- **WHAT TO WORK ON**:
1. Extract the part of the passage on matching strings in Flex starting with "It was similar" and going on through "inspire your thinking.".
2. Extend the passage on matching strings in Flex by writing what comes after its last sentence.

- **PROVIDED PASSAGE**:
※
The delimiting quotes are escaped because they are Flex meta-characters.
For a single line... you can use this:
\"([^\\\"]|\\.)*\" {/*matches string-literal on a single line*/;}
How about using a start state...
int enter_dblquotes = 0;
%x DBLQUOTES
%%
\" { BEGIN(DBLQUOTES); enter_dblquotes++; }
<DBLQUOTES>*\"
{
if (enter_dblquotes){
handle_this_dblquotes(yytext);
BEGIN(INITIAL); /* revert back to normal */
enter_dblquotes--;
}
}
...more rules follow...
It was similar to that effect (flex uses %s or %x to indicate what state would be expected. When the flex input detects a quote, it switches to another state, then continues lexing until it reaches another quote, in which it reverts back to the normal state.
Paste my code snippet about handling string in flex, hope inspire your thinking.
※
- **Recorded data**:
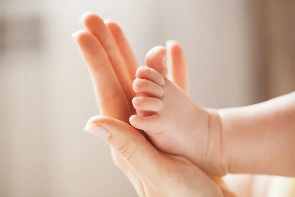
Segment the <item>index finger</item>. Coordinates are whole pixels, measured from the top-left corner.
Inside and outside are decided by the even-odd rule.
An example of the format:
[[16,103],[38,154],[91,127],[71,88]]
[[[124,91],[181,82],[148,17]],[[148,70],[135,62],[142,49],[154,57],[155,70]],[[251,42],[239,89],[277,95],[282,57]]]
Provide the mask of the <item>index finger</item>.
[[128,122],[130,109],[104,49],[88,32],[78,31],[73,37],[89,70],[101,114]]

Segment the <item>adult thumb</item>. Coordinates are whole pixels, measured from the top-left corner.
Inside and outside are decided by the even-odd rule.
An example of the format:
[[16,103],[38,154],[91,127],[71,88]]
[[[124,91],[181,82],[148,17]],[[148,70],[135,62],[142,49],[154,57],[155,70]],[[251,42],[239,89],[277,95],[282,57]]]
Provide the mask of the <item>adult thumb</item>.
[[131,125],[103,116],[91,118],[84,130],[105,139],[136,172],[152,178],[163,160],[161,155]]

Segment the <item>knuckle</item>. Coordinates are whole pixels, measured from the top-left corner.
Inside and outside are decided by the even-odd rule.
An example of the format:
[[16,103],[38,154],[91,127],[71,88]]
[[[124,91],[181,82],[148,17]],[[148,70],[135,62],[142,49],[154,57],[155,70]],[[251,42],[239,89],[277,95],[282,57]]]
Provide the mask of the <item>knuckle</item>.
[[102,69],[103,69],[105,67],[111,65],[111,62],[109,60],[107,61],[100,64],[99,65],[97,65],[94,66],[94,69],[95,72],[100,72]]

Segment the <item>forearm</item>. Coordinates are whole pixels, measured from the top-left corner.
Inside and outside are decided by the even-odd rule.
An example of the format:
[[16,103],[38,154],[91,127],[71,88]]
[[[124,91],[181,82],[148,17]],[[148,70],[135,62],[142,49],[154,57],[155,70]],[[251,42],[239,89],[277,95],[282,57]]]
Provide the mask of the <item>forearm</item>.
[[218,111],[230,172],[295,176],[295,92]]

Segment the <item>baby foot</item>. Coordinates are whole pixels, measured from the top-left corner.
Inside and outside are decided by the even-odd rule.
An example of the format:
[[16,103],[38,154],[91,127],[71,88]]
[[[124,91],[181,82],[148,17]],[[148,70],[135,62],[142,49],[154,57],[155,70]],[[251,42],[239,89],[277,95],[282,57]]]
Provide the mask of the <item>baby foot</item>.
[[153,69],[136,71],[133,100],[141,112],[130,124],[144,130],[159,150],[187,158],[211,175],[227,173],[223,167],[221,135],[218,117],[196,105],[176,85]]

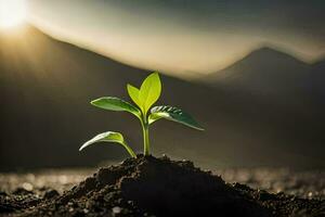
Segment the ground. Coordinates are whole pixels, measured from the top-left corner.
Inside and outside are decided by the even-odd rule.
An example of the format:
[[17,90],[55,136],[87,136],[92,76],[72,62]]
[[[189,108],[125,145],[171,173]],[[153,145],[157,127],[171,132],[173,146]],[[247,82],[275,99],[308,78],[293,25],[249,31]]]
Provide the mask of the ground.
[[140,156],[95,171],[1,174],[0,215],[194,216],[214,212],[220,216],[325,216],[322,170],[210,173],[187,161]]

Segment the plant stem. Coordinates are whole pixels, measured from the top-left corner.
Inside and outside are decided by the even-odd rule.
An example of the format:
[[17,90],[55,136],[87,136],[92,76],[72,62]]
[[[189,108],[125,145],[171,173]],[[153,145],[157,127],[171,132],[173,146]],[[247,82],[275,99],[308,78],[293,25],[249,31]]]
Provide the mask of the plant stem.
[[127,142],[122,142],[122,145],[126,148],[126,150],[128,151],[128,153],[132,156],[132,157],[134,157],[134,158],[136,158],[136,154],[133,152],[133,150],[127,144]]
[[141,122],[143,131],[143,154],[150,155],[150,135],[148,135],[148,123],[146,117]]

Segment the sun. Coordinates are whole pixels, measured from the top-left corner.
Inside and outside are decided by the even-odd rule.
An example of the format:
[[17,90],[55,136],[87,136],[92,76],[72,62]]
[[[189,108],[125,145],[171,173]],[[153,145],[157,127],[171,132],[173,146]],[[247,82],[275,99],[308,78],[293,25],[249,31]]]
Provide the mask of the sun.
[[0,0],[0,27],[11,28],[25,22],[25,0]]

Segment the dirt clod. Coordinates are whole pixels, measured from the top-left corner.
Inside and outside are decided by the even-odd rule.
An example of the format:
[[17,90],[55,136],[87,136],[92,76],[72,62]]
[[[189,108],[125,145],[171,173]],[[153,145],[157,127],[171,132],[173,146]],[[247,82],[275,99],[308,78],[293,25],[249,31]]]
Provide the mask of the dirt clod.
[[62,195],[48,190],[42,197],[32,197],[22,189],[12,195],[0,194],[0,212],[12,216],[282,217],[322,216],[324,210],[322,200],[229,184],[192,162],[167,156],[139,155],[101,168]]

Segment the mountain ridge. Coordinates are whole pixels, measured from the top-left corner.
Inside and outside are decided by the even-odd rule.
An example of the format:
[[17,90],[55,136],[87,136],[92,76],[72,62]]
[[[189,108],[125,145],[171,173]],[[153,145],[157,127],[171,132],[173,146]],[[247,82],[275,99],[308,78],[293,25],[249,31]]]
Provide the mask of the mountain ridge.
[[[91,166],[107,158],[122,158],[125,152],[115,145],[78,153],[81,143],[105,130],[121,131],[133,149],[142,149],[134,119],[122,113],[99,111],[89,102],[107,94],[128,99],[126,84],[139,86],[147,71],[38,34],[1,46],[0,62],[4,63],[0,64],[0,170],[22,165]],[[151,135],[155,154],[172,153],[209,168],[325,166],[321,154],[325,138],[318,126],[323,116],[314,113],[312,104],[307,108],[281,105],[277,99],[238,94],[222,86],[208,87],[166,75],[161,80],[159,104],[182,107],[207,130],[155,124]],[[307,151],[306,143],[313,149]]]

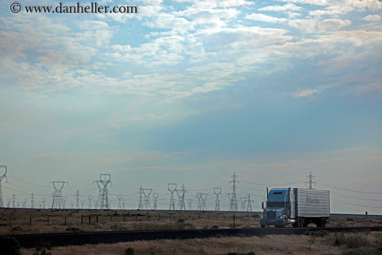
※
- **ANSWERS BY TASK**:
1.
It was similar to that effect (flex uses %s or %x to indicate what state would be expected. When the flex input detects a quote, it switches to another state, then continues lexing until it reaches another quote, in which it reverts back to the normal state.
Paste my code snippet about handling string in flex, hope inspire your thinking.

2.
Use Start Condition to handle string literal will be more scalable and clear.
%x SINGLE_STRING
%%
\" BEGIN(SINGLE_STRING);
<SINGLE_STRING>{
\n yyerror("the string misses \" to termiate before newline");
<<EOF>> yyerror("the string misses \" to terminate before EOF");
([^\\\"]|\\.)* {/* do your work like save in here */}
\" BEGIN(INITIAL);
. ;
}
This is what we use in Zolang for single line string literals with embedded templates ${...}
\"(\$\{.*\}|\\.|[^\"\\])*\"
An answer that arrives late but which can be useful for the next one who will need it:
\"(([^\"]|\\\")*[^\\])?\"